Region pointing data
──────────
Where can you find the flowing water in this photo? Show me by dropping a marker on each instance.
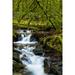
(32, 62)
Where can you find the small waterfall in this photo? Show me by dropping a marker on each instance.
(33, 63)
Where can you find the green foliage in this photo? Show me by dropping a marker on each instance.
(48, 12)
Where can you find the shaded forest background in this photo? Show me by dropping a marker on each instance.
(44, 18)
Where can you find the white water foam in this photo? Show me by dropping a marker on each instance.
(34, 63)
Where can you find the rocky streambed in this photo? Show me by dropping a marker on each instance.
(51, 52)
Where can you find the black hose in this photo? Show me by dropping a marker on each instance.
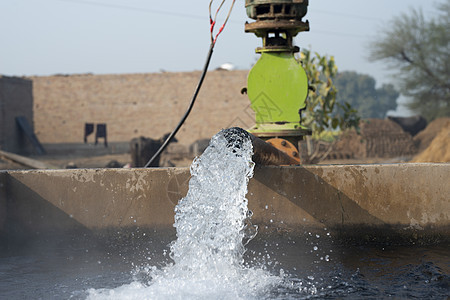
(186, 114)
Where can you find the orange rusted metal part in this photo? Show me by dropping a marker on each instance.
(286, 147)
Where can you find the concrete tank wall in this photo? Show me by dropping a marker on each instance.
(132, 105)
(407, 198)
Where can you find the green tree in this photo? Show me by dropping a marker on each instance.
(418, 52)
(360, 92)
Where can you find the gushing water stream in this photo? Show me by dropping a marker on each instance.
(212, 224)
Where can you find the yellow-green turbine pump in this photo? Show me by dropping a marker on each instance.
(277, 85)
──────────
INSTRUCTIONS TO FOLLOW.
Write the lines out verbatim, from the one with "Where can you find the gushing" through the last line of the entries, and stop there.

OUTPUT OF THE TASK.
Where can you find the gushing water stream in this photo? Show me by dropping a marker on each instance.
(212, 224)
Where can you find the yellow-green turbine pump in this photo? Show me by dropping a marker on each instance.
(277, 85)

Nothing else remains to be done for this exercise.